§ **TAREFA 1**:
Reúna todas as linhas dos registros que contêm a palavra "every", diferenciando maiúsculas de minúsculas.

§ **FONTE**:
O 7º Encontro da Mulher Parlamentar, iniciado na tarde desta quarta-feira (13), no auditório Antonieta de Barros da Assembleia Legislativa, discutiu questões relacionadas à equidade de gênero a fim de reunir e agregar conhecimentos e experiências. Organizado pela Escola do Legislativo Deputado Lício Mauro da Silveira, em parceria com a União dos Vereadores de Santa Catarina (Uvesc), o evento tem como intenção estimular o debate sobre a representatividade feminina nos parlamentos.
Santa Catarina tem 295 municípios e apenas 20 prefeitas. Nas câmaras municipais do estado há 384 vereadoras, 13% do total. A Assembleia Legislativa conta com uma participação de quatro deputadas, ou seja, 10% do total. O objetivo deste evento, além de levantar questões fundamentais para a autonomia e empoderamento das mulheres, é aumentar esses percentuais. Para isso, a programação inclui palestras e debates que ajudam a pensar a atividade política.
Para o presidente da Escola do Legislativo, deputado Romildo Titon (PMDB), este evento contribui para a formação e informação das mulheres parlamentares e das que pretendem ocupar um cargo político, por isso sua importância. Apesar do número ainda pequeno de mulheres ocupando cargos políticos, Titon afirma que “aqui na Assembleia as mulheres ocupam 10% dos cargos parlamentares, mas quando querem fazem um barulho que ultrapassa o de 50 homens. Sua participação é efetiva e assim deve continuar e aumentar.”
A deputada Ana Paula Lima (PT), coordenadora da Bancada Feminina da Casa, lembrou que “o que a vida quer da gente é coragem, e isso não falta às mulheres”. Segundo a parlamentar, as mulheres querem atuar com respeito e por isso a representatividade feminina precisa crescer em todos os espaços. “Não podemos mais ser desqualificadas no debate de ideias, nem de forma desrespeitosa nos ataques de ordem moral.”

§ **TAREFA 2**:
Reproduza por inteiro e sem nenhuma alteração a matéria acima sobre o 7º Encontro da Mulher Parlamentar.

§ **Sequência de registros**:
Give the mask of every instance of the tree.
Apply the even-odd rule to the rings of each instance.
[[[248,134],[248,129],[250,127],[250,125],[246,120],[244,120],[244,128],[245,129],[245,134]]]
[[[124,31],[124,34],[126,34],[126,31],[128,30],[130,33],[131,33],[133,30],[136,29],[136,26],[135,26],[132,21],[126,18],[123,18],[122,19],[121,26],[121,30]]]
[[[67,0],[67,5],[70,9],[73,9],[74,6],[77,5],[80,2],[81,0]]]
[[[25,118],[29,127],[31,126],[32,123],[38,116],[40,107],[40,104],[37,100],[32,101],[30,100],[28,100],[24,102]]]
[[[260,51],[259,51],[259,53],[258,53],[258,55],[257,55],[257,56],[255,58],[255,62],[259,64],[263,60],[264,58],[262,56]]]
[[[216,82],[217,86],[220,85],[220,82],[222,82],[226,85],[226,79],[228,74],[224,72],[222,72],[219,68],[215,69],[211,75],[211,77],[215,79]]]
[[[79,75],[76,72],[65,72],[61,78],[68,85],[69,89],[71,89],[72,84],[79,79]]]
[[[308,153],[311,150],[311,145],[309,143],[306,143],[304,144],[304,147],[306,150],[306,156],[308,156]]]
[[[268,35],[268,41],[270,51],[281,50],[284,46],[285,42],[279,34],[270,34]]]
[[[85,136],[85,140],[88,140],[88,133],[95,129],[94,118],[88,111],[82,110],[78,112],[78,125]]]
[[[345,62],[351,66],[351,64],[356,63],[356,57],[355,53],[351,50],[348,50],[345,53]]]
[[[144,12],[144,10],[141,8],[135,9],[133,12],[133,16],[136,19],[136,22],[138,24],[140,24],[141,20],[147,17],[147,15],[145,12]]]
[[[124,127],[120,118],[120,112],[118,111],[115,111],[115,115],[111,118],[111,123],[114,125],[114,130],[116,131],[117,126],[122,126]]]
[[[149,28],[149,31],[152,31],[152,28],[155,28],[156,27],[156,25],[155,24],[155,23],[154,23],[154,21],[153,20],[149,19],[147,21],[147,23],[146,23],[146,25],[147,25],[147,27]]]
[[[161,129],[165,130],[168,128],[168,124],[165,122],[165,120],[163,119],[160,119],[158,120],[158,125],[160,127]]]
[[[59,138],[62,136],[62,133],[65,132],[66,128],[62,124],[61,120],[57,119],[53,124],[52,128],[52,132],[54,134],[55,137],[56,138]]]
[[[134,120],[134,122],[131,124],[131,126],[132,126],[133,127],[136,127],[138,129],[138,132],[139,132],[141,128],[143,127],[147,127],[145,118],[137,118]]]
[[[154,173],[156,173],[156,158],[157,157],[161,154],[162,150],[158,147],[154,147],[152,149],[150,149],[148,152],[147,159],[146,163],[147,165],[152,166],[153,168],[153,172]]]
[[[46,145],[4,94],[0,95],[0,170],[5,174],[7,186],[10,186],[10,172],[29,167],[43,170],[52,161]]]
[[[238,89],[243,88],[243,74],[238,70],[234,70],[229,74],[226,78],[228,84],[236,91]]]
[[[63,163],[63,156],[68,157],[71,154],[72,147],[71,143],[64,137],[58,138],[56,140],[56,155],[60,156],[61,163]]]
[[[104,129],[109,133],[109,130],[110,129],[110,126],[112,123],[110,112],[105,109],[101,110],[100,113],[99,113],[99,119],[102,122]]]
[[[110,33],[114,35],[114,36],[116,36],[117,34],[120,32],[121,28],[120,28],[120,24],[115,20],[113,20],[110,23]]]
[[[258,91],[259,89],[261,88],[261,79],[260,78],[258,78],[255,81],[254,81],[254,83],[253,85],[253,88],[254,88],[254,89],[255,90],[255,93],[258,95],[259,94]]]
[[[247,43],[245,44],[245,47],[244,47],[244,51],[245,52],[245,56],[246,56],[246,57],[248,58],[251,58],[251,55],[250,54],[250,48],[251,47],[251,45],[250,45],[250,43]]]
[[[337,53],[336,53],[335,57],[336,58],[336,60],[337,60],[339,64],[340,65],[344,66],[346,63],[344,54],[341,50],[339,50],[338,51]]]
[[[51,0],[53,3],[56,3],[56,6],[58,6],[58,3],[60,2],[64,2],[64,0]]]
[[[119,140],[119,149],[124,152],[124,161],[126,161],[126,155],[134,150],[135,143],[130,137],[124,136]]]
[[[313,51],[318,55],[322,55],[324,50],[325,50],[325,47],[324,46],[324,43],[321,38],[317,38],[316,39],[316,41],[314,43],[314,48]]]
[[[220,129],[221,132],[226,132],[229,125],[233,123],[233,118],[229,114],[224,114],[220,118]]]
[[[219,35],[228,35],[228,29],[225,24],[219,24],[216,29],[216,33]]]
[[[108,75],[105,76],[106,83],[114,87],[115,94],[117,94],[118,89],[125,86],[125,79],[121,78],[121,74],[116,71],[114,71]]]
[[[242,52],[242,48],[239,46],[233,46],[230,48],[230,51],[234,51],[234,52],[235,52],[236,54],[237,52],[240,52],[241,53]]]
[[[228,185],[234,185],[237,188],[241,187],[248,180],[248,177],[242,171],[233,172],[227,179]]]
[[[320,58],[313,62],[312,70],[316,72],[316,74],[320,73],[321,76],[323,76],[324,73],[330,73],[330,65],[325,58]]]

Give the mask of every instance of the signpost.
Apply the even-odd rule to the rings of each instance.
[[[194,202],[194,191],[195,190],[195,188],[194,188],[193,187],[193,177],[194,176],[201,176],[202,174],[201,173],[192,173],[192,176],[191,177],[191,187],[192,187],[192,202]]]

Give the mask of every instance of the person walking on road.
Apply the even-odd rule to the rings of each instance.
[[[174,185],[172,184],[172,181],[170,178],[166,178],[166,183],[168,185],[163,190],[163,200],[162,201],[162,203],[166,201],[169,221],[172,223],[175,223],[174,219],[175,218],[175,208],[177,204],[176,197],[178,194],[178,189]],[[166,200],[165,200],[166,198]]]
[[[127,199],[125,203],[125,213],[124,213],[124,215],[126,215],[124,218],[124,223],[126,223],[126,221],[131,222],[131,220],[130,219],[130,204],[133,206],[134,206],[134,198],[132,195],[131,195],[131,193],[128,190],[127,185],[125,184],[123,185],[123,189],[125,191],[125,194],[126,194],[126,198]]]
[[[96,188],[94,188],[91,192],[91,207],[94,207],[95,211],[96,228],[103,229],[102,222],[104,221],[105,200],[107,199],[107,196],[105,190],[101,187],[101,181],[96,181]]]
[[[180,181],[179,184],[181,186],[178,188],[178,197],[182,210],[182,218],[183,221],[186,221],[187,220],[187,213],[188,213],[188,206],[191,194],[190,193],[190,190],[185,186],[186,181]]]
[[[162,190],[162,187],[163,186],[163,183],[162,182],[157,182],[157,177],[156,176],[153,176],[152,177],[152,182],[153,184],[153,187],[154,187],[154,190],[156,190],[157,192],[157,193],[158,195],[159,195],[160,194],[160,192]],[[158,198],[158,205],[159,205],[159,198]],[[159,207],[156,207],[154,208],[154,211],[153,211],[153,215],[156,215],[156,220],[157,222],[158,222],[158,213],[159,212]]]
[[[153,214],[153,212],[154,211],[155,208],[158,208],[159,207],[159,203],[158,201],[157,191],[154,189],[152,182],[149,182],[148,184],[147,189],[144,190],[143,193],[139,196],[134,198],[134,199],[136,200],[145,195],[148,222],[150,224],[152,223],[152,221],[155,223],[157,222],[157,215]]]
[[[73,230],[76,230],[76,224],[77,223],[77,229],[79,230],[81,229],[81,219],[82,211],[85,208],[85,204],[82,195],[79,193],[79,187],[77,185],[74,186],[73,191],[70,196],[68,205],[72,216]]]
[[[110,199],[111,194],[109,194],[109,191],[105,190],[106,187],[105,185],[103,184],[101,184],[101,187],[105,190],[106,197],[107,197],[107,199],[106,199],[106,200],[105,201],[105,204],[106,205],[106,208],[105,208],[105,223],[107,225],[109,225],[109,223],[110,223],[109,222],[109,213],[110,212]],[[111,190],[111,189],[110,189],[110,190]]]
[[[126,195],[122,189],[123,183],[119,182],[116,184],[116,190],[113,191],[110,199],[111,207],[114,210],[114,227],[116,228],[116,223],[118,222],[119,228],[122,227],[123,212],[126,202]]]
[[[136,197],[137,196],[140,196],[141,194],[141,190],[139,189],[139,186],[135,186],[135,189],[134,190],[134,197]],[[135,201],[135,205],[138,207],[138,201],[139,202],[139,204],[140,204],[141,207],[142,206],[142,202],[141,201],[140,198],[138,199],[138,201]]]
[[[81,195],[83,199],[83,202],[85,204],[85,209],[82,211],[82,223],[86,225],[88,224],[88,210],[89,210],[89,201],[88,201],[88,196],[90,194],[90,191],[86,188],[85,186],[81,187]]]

§ **RESPOSTA CORRETA 1**:
Give the mask of every instance of the tree.
Give the mask of every instance of the signpost.
Give the mask of every instance of the person walking on road.

§ **RESPOSTA CORRETA 2**:
O 7º Encontro da Mulher Parlamentar, iniciado na tarde desta quarta-feira (13), no auditório Antonieta de Barros da Assembleia Legislativa, discutiu questões relacionadas à equidade de gênero a fim de reunir e agregar conhecimentos e experiências. Organizado pela Escola do Legislativo Deputado Lício Mauro da Silveira, em parceria com a União dos Vereadores de Santa Catarina (Uvesc), o evento tem como intenção estimular o debate sobre a representatividade feminina nos parlamentos.
Santa Catarina tem 295 municípios e apenas 20 prefeitas. Nas câmaras municipais do estado há 384 vereadoras, 13% do total. A Assembleia Legislativa conta com uma participação de quatro deputadas, ou seja, 10% do total. O objetivo deste evento, além de levantar questões fundamentais para a autonomia e empoderamento das mulheres, é aumentar esses percentuais. Para isso, a programação inclui palestras e debates que ajudam a pensar a atividade política.
Para o presidente da Escola do Legislativo, deputado Romildo Titon (PMDB), este evento contribui para a formação e informação das mulheres parlamentares e das que pretendem ocupar um cargo político, por isso sua importância. Apesar do número ainda pequeno de mulheres ocupando cargos políticos, Titon afirma que “aqui na Assembleia as mulheres ocupam 10% dos cargos parlamentares, mas quando querem fazem um barulho que ultrapassa o de 50 homens. Sua participação é efetiva e assim deve continuar e aumentar.”
A deputada Ana Paula Lima (PT), coordenadora da Bancada Feminina da Casa, lembrou que “o que a vida quer da gente é coragem, e isso não falta às mulheres”. Segundo a parlamentar, as mulheres querem atuar com respeito e por isso a representatividade feminina precisa crescer em todos os espaços. “Não podemos mais ser desqualificadas no debate de ideias, nem de forma desrespeitosa nos ataques de ordem moral.”